SOURCE PASSAGE:
Generally a few chapters, because if it's an ebook I'll probably have read the sample so know it starts off well. For a paperback it might be less. But I no longer make myself finish. Life's too short for bad books!


----------



## Anne Berkeley (Jul 12, 2013)

I always finish.  I can't help it.  It's compulsion.  That's why I hate reading series unless they're done. I need to know the ending.


----------



## Mark Young (Dec 13, 2010)

The first three or four chapters had been capture my interest or I'm history. Less if the writing is poor. There are too many TBR books in my pile to stay with a novel that fails to interest me.


----------



## DooneyKat (Jul 24, 2012)

My fourth grade teacher told me to give a book 100 pages or four chapters. That has been my rule ever since. Like someone else said... life is too short...

I've also heard 100- your age=  page to stop reading.


----------



## NogDog (May 1, 2009)

I have no rule of thumb: I've given up after 10 pages and after over 300 pages. Poor writing can turn me off after a few pages, whereas good writing with characters that don't interest me may hold me for quite a while before I realize I don't give a [insert expletive of your choice] about what's going on and decide to move on. Thankfully, I can now sample things on my Kindle before buying, saving me from buying a book I'd either put down after 10 pages or maybe try to slog through since I'd paid for it.


----------



## Gone To Croatan (Jun 24, 2011)

Hilary Thomson said:


> About three-fourths of the time I quit after the first few pages, either because of bad style or poor conceptualization. If I get past those pages, I'll usually finish the book.


Same here. If the beginning is good enough to make me buy it, I'll almost certainly finish it.

But it may take some time: I started Pynchon's 'Against The Day' about five years ago and I'm still only about half-way through.


----------



## Debbie Bennett (Mar 25, 2011)

DooneyKat said:


> I've also heard 100- your age= page to stop reading.


I've seen that somewhere too. Meaning we get less tolerant as we get older, which is definitely true for me!


----------



## bhazelgrove (Jul 16, 2013)

My problem is I still feel guilty and always promse myself I will go back and finish the book one day...it is quite a pile.


----------



## cinisajoy (Mar 10, 2013)

Now there is one book that since I am about 500 pages into, I will finish reading it though it may take me another year as I can only read one chapter of it at a time.  I still have 500+ pages to go.

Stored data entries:
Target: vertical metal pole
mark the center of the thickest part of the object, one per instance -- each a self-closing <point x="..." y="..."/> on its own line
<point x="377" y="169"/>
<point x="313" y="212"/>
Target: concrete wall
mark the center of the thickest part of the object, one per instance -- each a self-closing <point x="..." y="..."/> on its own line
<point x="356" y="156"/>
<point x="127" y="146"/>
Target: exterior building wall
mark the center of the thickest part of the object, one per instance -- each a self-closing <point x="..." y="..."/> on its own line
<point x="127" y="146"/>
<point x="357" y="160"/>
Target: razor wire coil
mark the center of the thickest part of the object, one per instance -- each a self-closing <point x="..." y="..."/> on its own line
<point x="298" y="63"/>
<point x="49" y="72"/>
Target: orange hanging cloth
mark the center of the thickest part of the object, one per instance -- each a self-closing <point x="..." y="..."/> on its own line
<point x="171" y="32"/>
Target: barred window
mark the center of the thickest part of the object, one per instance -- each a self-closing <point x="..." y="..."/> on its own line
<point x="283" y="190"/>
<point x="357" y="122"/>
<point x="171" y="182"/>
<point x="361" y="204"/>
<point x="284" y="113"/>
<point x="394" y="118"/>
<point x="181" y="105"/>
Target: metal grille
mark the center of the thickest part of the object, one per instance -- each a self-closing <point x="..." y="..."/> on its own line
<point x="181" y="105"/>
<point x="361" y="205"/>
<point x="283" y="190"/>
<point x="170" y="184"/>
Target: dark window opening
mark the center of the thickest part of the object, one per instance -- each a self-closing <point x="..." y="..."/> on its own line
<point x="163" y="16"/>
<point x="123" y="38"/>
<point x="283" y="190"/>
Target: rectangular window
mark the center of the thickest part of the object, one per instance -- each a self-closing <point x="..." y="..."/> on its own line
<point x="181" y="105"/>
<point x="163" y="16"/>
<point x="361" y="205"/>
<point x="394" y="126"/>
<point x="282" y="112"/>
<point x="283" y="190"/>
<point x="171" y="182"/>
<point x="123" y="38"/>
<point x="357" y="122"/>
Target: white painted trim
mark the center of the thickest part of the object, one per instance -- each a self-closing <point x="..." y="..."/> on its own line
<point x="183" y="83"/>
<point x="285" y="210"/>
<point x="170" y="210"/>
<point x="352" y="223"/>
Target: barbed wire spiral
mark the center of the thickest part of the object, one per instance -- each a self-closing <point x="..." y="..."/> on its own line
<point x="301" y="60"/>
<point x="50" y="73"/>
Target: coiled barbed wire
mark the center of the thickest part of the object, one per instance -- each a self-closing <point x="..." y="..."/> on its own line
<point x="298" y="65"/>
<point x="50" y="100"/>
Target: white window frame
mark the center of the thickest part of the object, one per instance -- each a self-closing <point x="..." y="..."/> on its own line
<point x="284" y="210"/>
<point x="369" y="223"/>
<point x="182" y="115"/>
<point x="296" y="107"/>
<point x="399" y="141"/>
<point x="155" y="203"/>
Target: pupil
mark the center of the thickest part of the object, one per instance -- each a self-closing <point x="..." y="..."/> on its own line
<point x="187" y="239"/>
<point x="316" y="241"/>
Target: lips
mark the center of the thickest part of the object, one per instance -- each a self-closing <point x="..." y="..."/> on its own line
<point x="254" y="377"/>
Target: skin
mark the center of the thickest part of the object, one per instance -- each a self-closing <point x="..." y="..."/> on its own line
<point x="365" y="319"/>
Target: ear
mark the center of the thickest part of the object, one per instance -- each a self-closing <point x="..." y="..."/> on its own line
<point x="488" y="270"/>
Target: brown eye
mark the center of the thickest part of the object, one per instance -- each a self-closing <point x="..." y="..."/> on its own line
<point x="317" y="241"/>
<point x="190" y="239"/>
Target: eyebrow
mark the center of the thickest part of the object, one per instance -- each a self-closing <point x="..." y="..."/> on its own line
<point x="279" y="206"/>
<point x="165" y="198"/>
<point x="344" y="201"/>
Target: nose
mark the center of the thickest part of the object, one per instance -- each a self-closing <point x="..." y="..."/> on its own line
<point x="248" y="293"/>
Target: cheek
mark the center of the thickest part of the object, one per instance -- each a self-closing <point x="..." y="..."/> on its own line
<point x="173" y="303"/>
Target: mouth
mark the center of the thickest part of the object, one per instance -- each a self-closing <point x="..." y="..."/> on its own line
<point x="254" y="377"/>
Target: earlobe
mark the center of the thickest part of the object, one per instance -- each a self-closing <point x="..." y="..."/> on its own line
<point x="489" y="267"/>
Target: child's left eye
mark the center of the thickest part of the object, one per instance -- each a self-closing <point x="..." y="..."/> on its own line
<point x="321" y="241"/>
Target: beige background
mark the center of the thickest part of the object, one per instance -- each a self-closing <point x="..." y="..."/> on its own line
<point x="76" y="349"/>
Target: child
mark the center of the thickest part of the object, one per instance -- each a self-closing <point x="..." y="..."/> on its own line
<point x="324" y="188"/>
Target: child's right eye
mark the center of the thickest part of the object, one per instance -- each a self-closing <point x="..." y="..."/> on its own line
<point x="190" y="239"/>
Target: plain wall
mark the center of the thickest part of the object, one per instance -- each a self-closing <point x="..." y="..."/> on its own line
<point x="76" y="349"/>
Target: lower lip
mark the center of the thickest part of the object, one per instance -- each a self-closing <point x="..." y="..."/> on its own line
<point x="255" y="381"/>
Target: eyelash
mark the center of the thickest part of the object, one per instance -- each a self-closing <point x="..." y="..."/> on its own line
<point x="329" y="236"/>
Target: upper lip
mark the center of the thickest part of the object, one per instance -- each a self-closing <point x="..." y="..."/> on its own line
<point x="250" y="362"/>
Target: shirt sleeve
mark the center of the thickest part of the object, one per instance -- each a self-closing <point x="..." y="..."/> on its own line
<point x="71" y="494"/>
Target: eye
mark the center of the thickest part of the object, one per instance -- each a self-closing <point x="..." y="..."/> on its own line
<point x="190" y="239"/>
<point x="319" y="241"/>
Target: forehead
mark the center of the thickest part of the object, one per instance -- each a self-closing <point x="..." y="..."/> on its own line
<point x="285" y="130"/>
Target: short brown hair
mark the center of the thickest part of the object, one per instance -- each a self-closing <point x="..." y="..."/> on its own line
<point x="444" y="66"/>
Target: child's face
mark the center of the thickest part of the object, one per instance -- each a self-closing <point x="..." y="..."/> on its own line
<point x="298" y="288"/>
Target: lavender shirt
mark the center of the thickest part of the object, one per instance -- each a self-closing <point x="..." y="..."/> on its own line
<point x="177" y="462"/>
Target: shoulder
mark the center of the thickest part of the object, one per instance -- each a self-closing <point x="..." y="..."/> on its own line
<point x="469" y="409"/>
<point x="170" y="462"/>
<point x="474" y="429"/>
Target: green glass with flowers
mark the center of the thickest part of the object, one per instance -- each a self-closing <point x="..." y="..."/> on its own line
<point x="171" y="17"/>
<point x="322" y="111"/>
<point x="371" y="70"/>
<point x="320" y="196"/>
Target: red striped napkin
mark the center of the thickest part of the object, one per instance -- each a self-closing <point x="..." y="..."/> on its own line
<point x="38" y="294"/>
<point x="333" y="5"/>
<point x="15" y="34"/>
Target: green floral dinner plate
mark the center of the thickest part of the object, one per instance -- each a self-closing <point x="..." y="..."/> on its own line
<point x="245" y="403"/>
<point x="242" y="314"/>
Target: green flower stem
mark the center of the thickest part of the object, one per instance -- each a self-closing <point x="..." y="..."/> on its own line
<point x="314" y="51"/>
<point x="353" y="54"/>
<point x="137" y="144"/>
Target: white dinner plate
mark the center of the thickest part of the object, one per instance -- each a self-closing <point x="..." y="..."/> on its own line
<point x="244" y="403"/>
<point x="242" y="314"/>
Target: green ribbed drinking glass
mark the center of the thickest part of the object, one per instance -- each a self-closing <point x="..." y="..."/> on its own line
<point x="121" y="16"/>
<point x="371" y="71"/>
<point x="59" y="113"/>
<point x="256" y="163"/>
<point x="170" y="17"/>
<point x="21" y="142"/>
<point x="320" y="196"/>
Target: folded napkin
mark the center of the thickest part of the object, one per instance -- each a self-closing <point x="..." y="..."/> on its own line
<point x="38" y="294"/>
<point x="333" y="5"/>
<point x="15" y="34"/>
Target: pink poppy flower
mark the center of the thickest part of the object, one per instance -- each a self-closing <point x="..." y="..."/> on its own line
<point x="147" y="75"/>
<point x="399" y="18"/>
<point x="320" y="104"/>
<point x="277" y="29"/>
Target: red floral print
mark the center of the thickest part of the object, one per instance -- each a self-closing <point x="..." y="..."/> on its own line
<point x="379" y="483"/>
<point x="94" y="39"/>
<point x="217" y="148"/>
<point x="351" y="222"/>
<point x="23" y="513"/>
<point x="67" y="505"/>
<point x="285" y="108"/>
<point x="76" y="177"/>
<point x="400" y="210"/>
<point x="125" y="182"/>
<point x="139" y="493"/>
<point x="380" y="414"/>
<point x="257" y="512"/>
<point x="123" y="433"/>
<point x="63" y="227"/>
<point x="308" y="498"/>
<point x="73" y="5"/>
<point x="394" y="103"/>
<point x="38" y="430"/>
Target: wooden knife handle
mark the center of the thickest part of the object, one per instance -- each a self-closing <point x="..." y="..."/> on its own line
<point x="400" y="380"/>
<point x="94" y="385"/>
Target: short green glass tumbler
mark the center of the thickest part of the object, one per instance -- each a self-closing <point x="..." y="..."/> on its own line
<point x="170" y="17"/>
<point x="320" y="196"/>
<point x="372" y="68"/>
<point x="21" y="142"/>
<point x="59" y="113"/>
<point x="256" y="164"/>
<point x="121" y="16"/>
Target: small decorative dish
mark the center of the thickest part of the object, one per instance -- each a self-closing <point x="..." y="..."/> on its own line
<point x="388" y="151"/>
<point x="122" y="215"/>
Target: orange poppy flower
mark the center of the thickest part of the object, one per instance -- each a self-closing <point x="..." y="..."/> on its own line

TASKS:
A - Reproduce word for word the stretch of the forum thread on giving up on books from "But it may take" through "(Mar 25, 2011)".
B - In the forum thread on giving up on books, what rule did DooneyKat's fourth grade teacher give for how long to try a book?
C - Continue the forum thread on giving up on books, starting after its last post.

OUTPUTS FOR THE TASKS:
A -
But it may take some time: I started Pynchon's 'Against The Day' about five years ago and I'm still only about half-way through.


----------



## Debbie Bennett (Mar 25, 2011)

B - Give a book 100 pages or four chapters.

C -
----------



## kisala9906 (Sep 4, 2011)

For me it depends on the book but I try really hard to at least read 50-100 pages more or less depending on the size of the book.


----------



## Tony Richards (Jul 6, 2011)

I'll stay with a book for as long as I'm convinced that it's well written ... I'll stick with Catherine Fisher from cover to cover every single time, for instance. But if I think a book is very badly written (e.g.: Leon Uris' _QBVII_) I've been known to put it down within 2 pages.

I simply don't understand readers who claim they're only interested in the story and don't care about the quality of the writing ... would they enjoy watching a movie that was badly filmed and out-of-focus? It's pretty much the same thing, so far as I'm concerned.


----------



## Atunah (Nov 20, 2008)

Tony Richards said:


> I simply don't understand readers who claim they're only interested in the story and don't care about the quality of the writing ... would they enjoy watching a movie that was badly filmed and out-of-focus? It's pretty much the same thing, so far as I'm concerned.


I don't think anyone here said that don't care about the quality of the writing. I would think most care about that. But quality can also be very subjective. 
Many of us do some serious vetting of books, so we aren't having to deal with a lot of "low quality" stuff. 
I wan't both, story and quality. But again, it can be a very personal thing what is considered quality.


----------



## Nancy Beck (Jul 1, 2011)

It all depends. I used to finish a book I started no matter what.

But life's too short to put up with crap.  

What makes me give up on a book is if I'm unbelivably bored, a character or characters start to irritate me (thru what they say or any tics they may have that are written about again and again), too many typos and/or formatting problems, and the subplot or other story arc takes precedence over the story arc I'm really interested in.

So I've given up after a couple of chapters, halfway thru the story, etc. I don't read on hoping it will get better, because I figure the problems I had will continue thru the rest of the book.

Fortunately, I've gotten better at discerning which books will hold my interest and which will want to make me (virtually) throw the book against the nearest wall.


----------



## bhazelgrove (Jul 16, 2013)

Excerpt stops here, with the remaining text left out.